*What is being asked*
Copy the listing below line for line, changing nothing.

*The records*
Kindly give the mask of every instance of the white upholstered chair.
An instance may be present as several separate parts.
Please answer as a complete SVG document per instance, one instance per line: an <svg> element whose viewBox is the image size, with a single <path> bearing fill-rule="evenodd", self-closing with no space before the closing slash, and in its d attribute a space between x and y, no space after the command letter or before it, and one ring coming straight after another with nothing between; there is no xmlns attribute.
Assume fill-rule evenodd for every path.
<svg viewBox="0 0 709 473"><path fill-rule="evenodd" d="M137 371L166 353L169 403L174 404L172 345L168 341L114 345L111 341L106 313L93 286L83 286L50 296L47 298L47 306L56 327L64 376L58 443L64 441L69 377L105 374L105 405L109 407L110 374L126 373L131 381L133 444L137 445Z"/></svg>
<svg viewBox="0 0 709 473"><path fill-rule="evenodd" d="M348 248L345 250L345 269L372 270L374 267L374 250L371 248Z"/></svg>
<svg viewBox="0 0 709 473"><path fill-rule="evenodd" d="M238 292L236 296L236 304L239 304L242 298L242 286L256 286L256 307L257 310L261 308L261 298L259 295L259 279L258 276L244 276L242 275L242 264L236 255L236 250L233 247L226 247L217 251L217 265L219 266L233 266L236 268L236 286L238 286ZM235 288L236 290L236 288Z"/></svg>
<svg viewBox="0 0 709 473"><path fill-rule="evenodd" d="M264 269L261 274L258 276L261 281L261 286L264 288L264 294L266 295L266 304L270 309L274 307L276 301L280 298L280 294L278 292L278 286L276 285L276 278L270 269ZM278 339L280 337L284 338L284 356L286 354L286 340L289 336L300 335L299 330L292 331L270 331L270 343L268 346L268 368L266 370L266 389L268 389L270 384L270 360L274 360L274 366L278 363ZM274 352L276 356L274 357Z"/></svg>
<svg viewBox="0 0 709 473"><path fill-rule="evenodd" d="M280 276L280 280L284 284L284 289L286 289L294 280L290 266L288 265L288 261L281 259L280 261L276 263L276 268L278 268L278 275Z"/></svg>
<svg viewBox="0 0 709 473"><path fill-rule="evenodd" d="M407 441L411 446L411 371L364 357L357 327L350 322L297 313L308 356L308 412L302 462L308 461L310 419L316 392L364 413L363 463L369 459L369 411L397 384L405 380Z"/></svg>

*Task solution*
Kindly give the mask of every instance of the white upholstered chair.
An instance may be present as several separate parts.
Please answer as a complete SVG document per instance, one instance per line: an <svg> element whose viewBox is the image size, with a single <path> bearing fill-rule="evenodd", self-closing with no space before the closing slash, and in its d attribute a space between x and y, no space after the command letter or before it, and one ring coming straight after another with nothing between; there is no xmlns attribute.
Assume fill-rule evenodd for every path.
<svg viewBox="0 0 709 473"><path fill-rule="evenodd" d="M137 371L166 353L169 403L174 404L172 345L168 341L114 345L111 341L106 313L93 286L83 286L50 296L47 298L47 306L56 327L64 376L58 443L64 441L69 377L105 374L105 405L109 407L110 374L126 373L131 381L133 444L137 445Z"/></svg>
<svg viewBox="0 0 709 473"><path fill-rule="evenodd" d="M348 248L345 250L345 269L372 270L374 267L374 250L371 248Z"/></svg>
<svg viewBox="0 0 709 473"><path fill-rule="evenodd" d="M238 292L236 296L236 304L239 304L242 298L242 286L256 286L256 307L257 310L261 308L261 298L259 295L259 279L258 276L244 276L242 275L242 264L236 255L236 250L233 247L226 247L217 251L217 265L219 266L233 266L236 268L236 286L238 286ZM235 288L236 290L236 288Z"/></svg>
<svg viewBox="0 0 709 473"><path fill-rule="evenodd" d="M264 269L261 274L258 276L261 281L261 286L264 288L264 294L266 295L266 304L270 309L274 307L276 301L280 298L280 294L278 292L278 286L276 285L276 278L270 269ZM278 339L280 337L284 338L284 356L286 354L286 340L289 336L300 335L299 330L292 331L270 331L270 343L268 346L268 368L266 370L266 389L268 389L270 384L270 360L274 360L274 366L278 363ZM274 352L276 356L274 357Z"/></svg>
<svg viewBox="0 0 709 473"><path fill-rule="evenodd" d="M280 276L280 280L284 284L284 289L286 289L294 280L290 266L288 265L288 261L281 259L280 261L276 263L276 268L278 268L278 275Z"/></svg>
<svg viewBox="0 0 709 473"><path fill-rule="evenodd" d="M407 441L411 446L411 371L364 357L357 327L350 322L297 313L308 356L308 412L302 462L308 461L310 419L316 392L364 413L363 463L369 459L369 411L397 384L405 380Z"/></svg>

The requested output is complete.